**EXERCICE A**.
Répondez à ces questions sur le résumé consacré à la cascade de l’azote :
(i) Depuis quand les engrais azotés sont-ils utilisés de façon intensive ?
(ii) Sur quoi les fuites d’azote ont-elles des impacts dans l’environnement ?
(iii) À quelles échelles met-on souvent l’accent ?

*** TEXTE CHOISI

De la fertilisation des cultures à la cascade de l’azote
Pierre Cellier*
*Université Paris-Saclay, INRAE, AgroParisTech, UMR ECOSYS, 78850, Thiverval-Grignon, France
Résumé
Du fait de l’utilisation intensive d’engrais azotés depuis le milieu du XXe siècle, le cycle de l’azote a été profondément modifié dans les agroécosystèmes et par effet de cascade, dans tout l’environnement des échelles locales (quelques hectares) à l’échelle globale. En effet, les excédents d’azote dans les agroécosystèmes induisent des fuites qui se dispersent et se transforment dans l’environnement où elles créent une diversité d’impacts sur les sols, les eaux, l’atmosphère, le climat, les écosystèmes et la santé. La cascade de l’azote est une approche de la dynamique de l’azote dans l’environnement qui permet de faire le lien entre l’utilisation de l’azote dans les agroécosystèmes et leurs impacts multiples sur l’environnement et la santé. Cette vision peut se décliner à toutes les échelles depuis la parcelle agricole jusqu’à l’échelle du globe, avec des focus souvent mis en avant aux échelles des paysages et des petits et grands bassins versants.

******
*** LISTE DES ENTRÉES

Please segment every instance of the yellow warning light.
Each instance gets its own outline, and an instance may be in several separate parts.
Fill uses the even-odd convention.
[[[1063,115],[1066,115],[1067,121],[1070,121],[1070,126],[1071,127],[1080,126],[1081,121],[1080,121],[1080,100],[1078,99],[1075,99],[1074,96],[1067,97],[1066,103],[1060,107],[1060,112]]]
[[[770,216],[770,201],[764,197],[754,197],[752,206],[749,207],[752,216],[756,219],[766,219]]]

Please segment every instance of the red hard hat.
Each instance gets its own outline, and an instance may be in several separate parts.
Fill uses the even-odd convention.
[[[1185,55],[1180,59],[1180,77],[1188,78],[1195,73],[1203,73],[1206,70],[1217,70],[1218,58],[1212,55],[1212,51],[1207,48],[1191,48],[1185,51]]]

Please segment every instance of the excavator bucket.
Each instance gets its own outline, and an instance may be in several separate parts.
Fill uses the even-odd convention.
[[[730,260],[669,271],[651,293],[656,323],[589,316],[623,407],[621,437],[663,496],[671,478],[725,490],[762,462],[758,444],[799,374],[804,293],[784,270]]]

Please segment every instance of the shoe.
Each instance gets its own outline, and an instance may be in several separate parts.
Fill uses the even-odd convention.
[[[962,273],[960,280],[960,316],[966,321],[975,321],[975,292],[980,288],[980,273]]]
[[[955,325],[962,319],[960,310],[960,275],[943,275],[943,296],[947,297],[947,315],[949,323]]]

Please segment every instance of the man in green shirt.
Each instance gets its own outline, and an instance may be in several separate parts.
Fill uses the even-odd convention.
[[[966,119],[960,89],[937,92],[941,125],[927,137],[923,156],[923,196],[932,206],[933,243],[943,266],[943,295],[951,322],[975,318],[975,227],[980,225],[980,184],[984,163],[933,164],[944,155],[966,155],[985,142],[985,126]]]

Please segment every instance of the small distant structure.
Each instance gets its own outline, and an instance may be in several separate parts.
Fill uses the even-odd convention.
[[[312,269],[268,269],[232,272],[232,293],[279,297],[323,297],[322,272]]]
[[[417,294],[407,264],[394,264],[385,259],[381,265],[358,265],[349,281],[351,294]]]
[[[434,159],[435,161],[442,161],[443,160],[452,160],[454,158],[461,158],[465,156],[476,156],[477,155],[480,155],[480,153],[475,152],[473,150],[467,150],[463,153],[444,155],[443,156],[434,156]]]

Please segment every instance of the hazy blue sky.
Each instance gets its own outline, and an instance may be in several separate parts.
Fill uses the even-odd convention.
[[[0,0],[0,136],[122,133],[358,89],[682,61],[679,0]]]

******

**EXERCICE B**. Recopiez les entrées en partant de la ligne qui contient « Please segment every instance of the man » jusqu’à la fin des entrées, bornes comprises. Remplacez partout « outline » par « mask » sans rien changer d’autre.

**BONNE RÉPONSE A**.
(i) Depuis le milieu du XXe siècle.
(ii) Sur les sols, les eaux, l’atmosphère, le climat, les écosystèmes et la santé.
(iii) Aux échelles des paysages et des petits et grands bassins versants.

**BONNE RÉPONSE B**.
Please segment every instance of the man in green shirt.
Each instance gets its own mask, and an instance may be in several separate parts.
Fill uses the even-odd convention.
[[[966,119],[960,89],[937,92],[941,125],[927,137],[923,156],[923,196],[932,206],[933,243],[943,266],[943,295],[951,322],[975,318],[975,227],[980,225],[980,184],[984,163],[933,164],[944,155],[966,155],[985,142],[985,126]]]

Please segment every instance of the small distant structure.
Each instance gets its own mask, and an instance may be in several separate parts.
Fill uses the even-odd convention.
[[[312,269],[268,269],[232,272],[232,293],[279,297],[323,297],[322,272]]]
[[[417,294],[407,264],[394,264],[385,259],[381,265],[358,265],[349,281],[351,294]]]
[[[434,159],[435,161],[442,161],[443,160],[452,160],[454,158],[461,158],[465,156],[476,156],[477,155],[480,155],[480,153],[475,152],[473,150],[467,150],[463,153],[444,155],[443,156],[434,156]]]

Please segment every instance of the hazy blue sky.
Each instance gets its own mask, and an instance may be in several separate parts.
Fill uses the even-odd convention.
[[[0,0],[0,136],[122,133],[358,89],[682,61],[679,0]]]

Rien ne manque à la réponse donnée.